Items:
╭──
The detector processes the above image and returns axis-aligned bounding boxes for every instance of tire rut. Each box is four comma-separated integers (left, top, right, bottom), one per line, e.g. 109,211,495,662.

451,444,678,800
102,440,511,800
╰──
╭──
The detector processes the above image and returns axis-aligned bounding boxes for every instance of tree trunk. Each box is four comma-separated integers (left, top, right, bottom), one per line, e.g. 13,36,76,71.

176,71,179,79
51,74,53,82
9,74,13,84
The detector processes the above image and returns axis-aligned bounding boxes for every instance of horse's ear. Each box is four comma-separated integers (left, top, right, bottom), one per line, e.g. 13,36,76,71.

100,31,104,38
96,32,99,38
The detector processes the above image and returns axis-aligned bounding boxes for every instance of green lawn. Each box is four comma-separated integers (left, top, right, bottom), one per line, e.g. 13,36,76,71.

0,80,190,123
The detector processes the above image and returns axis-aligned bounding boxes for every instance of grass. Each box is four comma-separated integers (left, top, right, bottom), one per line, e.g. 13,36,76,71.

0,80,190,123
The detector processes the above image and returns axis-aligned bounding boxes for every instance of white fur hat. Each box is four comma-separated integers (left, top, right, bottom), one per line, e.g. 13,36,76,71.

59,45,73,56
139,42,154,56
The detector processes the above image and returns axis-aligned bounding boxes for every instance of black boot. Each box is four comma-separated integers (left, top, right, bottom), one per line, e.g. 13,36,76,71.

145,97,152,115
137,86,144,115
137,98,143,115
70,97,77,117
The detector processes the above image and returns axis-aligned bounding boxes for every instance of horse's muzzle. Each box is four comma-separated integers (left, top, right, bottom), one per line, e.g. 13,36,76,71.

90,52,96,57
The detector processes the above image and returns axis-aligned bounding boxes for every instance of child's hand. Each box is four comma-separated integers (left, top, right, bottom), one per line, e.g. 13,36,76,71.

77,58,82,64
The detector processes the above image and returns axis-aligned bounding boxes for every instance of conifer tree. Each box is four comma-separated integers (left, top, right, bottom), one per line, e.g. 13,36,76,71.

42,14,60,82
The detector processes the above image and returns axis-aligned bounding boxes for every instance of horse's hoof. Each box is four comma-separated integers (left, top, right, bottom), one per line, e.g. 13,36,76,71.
╰──
╭──
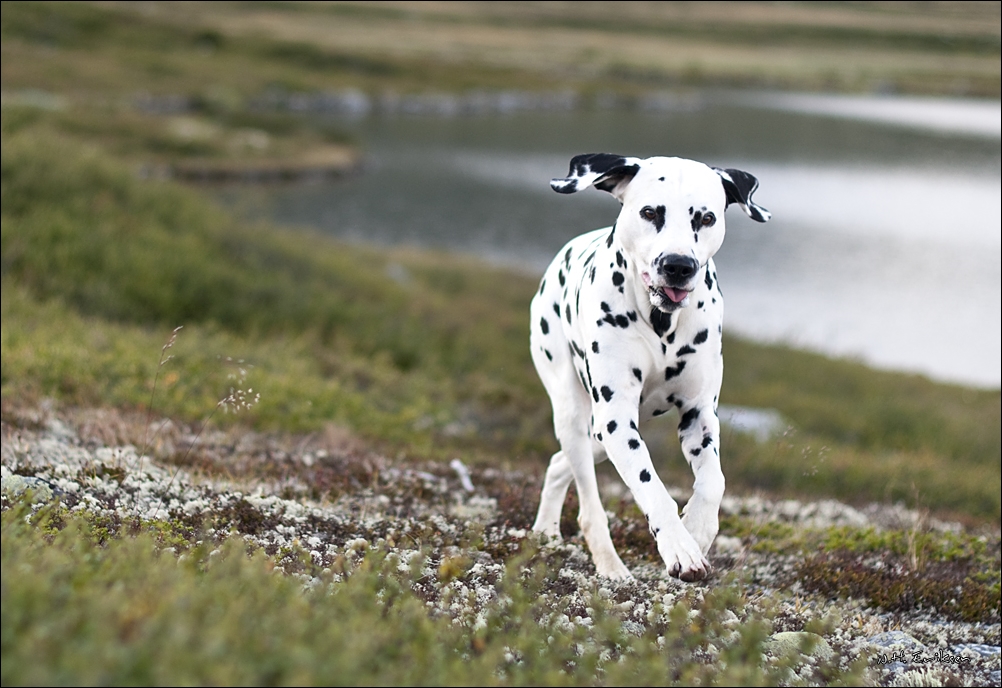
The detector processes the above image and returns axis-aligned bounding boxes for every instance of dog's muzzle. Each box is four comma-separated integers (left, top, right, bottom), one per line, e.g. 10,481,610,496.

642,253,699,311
╰──
Your goal:
Copy out each line of the data above that contains the word "white". Case counts.

Written answer:
The detector processes the above image and returns axis-aligned bounding boxes for every instance of white fur hat. Each box is four comma-separated integers (left, top, right, bottom), one per line, e.g. 13,36,76,71.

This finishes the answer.